Reproduce word for word the lines between those holding "37L497 38L489 30L422" and "25L308 9L300 8L295", inclusive, and nothing else from the data below.
***** MATERIAL SHOWN
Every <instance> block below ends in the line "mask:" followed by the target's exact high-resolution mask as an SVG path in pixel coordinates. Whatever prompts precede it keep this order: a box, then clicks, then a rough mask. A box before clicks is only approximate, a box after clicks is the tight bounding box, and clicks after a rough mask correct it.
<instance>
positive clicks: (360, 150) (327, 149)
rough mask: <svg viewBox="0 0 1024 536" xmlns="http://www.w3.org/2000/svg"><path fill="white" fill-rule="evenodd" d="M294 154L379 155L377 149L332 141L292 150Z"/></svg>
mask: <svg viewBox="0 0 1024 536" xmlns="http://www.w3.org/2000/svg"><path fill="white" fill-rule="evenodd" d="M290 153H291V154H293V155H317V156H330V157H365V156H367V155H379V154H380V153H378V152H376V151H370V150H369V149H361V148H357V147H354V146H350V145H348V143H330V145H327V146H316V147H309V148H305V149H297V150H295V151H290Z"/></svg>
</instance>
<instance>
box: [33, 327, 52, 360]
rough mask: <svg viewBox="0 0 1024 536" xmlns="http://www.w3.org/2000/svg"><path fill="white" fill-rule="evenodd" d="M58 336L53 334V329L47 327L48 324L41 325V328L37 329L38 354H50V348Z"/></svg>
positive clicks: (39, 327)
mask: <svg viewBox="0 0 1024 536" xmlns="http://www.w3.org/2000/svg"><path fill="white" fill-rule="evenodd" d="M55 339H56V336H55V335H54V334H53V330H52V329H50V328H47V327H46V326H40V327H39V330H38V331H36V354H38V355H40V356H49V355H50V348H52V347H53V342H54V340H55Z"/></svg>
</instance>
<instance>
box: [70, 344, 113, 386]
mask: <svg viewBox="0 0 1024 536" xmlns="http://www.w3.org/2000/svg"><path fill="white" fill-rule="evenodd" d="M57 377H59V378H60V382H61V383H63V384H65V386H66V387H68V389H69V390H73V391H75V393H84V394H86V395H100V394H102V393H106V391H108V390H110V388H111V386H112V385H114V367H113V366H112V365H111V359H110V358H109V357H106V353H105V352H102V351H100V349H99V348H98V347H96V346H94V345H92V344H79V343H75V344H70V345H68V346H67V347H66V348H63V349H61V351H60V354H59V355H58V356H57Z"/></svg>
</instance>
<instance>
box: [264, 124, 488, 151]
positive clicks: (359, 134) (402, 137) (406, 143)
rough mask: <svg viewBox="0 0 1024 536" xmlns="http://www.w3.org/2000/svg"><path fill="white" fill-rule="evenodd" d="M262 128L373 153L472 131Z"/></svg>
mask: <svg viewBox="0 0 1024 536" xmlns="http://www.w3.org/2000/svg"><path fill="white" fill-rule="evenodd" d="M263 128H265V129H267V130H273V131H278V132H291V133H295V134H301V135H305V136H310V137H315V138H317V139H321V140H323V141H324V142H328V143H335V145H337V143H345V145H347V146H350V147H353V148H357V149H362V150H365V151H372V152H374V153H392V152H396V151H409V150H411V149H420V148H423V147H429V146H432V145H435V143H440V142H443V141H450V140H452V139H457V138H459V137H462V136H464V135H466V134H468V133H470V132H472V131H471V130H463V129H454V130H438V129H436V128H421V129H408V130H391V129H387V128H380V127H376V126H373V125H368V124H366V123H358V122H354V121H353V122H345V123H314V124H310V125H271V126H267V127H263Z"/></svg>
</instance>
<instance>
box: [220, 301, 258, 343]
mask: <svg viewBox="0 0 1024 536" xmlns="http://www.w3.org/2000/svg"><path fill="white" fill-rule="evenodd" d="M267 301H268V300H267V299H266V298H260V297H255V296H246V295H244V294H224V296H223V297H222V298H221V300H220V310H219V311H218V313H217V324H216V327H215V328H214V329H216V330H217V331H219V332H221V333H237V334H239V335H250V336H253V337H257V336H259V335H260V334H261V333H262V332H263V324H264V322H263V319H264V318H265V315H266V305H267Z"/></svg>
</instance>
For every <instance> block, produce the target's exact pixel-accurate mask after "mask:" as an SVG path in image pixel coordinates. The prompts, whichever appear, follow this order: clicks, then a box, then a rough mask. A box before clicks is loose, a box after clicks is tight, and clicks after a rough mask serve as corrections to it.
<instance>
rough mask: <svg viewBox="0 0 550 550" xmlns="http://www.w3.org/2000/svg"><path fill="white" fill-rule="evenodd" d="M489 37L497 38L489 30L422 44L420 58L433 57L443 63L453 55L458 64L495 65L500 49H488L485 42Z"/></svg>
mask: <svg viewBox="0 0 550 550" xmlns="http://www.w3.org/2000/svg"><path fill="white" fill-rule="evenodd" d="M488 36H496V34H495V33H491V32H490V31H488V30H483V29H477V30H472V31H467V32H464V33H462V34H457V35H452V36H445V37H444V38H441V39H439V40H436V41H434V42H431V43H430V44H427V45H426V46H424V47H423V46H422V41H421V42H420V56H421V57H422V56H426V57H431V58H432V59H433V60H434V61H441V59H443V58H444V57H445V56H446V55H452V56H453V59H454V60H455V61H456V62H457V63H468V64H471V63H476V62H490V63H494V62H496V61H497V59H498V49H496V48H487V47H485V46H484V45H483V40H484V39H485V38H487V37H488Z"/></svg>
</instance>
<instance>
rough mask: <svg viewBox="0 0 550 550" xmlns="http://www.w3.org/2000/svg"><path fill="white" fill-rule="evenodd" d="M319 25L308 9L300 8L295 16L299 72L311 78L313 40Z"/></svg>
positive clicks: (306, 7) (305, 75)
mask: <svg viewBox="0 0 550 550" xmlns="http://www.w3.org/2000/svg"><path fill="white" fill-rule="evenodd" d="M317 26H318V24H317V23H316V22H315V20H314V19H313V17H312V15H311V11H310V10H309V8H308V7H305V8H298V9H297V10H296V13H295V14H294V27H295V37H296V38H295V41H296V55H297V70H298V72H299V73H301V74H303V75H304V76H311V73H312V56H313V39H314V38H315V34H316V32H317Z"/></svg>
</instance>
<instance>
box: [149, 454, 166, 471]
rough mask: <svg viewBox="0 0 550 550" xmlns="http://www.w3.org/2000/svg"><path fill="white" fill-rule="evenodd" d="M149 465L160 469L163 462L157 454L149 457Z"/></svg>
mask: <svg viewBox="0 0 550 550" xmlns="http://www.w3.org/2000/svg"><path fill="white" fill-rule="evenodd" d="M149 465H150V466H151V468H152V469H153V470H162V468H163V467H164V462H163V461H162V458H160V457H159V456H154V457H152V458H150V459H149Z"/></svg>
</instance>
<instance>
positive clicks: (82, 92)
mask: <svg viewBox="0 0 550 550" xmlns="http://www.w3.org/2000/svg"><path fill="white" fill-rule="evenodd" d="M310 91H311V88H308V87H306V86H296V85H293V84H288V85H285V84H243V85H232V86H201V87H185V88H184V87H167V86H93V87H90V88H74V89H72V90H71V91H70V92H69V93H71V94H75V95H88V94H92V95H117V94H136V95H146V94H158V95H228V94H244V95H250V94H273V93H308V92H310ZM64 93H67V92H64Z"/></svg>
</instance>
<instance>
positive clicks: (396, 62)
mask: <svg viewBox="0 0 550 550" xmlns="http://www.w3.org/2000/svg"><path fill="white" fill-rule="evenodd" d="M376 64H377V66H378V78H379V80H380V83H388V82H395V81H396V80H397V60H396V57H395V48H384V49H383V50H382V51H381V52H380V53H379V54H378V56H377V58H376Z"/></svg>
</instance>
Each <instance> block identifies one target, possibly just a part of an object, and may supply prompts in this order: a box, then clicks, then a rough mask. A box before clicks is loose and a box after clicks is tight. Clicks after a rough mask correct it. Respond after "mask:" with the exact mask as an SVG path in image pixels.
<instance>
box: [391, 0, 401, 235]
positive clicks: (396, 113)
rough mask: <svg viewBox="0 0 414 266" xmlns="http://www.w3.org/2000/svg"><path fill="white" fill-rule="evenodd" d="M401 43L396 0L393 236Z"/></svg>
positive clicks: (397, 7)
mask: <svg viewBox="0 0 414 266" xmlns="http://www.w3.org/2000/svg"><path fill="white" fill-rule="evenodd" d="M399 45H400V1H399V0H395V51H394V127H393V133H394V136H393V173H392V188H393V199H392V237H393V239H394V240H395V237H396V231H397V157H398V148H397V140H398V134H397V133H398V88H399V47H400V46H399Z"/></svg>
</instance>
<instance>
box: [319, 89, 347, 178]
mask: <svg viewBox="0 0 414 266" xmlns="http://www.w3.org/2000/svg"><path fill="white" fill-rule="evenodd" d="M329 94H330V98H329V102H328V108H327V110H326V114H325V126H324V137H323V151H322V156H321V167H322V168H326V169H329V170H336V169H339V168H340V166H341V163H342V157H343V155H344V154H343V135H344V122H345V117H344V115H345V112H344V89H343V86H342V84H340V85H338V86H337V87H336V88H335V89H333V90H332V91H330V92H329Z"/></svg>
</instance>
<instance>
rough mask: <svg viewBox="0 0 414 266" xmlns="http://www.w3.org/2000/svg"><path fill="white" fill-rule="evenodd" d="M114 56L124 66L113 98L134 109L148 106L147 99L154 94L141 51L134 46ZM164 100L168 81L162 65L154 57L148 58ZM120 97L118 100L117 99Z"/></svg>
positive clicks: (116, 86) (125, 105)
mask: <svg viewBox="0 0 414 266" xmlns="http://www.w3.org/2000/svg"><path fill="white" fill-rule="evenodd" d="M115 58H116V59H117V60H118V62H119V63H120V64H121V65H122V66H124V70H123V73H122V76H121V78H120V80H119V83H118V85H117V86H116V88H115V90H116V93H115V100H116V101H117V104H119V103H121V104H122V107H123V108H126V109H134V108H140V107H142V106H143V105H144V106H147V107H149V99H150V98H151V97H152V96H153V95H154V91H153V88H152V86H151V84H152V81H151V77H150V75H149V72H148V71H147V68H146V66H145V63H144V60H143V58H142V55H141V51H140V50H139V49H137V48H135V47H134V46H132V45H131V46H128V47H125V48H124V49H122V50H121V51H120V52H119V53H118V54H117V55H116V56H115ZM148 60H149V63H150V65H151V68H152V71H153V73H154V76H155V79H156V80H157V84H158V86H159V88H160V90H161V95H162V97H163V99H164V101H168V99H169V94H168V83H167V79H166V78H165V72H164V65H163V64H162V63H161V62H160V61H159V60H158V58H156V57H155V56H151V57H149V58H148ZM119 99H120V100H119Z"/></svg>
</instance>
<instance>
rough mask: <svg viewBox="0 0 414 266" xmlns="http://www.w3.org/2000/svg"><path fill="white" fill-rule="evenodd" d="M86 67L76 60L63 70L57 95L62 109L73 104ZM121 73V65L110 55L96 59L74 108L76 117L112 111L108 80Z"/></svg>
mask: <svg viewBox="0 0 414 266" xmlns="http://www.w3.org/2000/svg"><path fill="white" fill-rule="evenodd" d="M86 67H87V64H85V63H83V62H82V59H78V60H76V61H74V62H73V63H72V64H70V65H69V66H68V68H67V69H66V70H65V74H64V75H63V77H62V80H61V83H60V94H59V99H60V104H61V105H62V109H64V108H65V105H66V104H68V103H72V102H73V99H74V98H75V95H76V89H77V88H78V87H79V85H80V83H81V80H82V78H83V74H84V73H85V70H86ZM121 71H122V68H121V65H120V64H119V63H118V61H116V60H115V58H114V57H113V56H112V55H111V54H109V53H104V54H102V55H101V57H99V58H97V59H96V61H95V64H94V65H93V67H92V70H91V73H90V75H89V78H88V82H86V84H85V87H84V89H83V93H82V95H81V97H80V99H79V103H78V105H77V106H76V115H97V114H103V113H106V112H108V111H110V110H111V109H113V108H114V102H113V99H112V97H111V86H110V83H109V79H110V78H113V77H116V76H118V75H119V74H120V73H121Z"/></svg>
**********
# ANSWER TO THE PROBLEM
rough mask: <svg viewBox="0 0 550 550" xmlns="http://www.w3.org/2000/svg"><path fill="white" fill-rule="evenodd" d="M489 37L497 38L489 30L422 44L420 58L433 57L443 63L453 55L458 64L495 65L500 49H488L485 42Z"/></svg>
mask: <svg viewBox="0 0 550 550" xmlns="http://www.w3.org/2000/svg"><path fill="white" fill-rule="evenodd" d="M488 36H496V34H495V33H491V32H490V31H488V30H483V29H477V30H472V31H467V32H464V33H462V34H457V35H452V36H445V37H444V38H441V39H439V40H436V41H434V42H431V43H430V44H427V45H426V46H424V47H423V46H422V41H421V42H420V56H421V57H422V56H426V57H431V58H432V59H433V60H434V61H441V59H443V58H444V57H445V56H446V55H452V56H453V59H454V60H455V61H456V62H457V63H468V64H471V63H476V62H490V63H494V62H496V61H497V59H498V49H496V48H487V47H485V46H484V45H483V40H484V39H485V38H487V37H488Z"/></svg>
</instance>
<instance>
rough mask: <svg viewBox="0 0 550 550" xmlns="http://www.w3.org/2000/svg"><path fill="white" fill-rule="evenodd" d="M319 25L308 9L300 8L295 16L299 72L311 78L313 40Z"/></svg>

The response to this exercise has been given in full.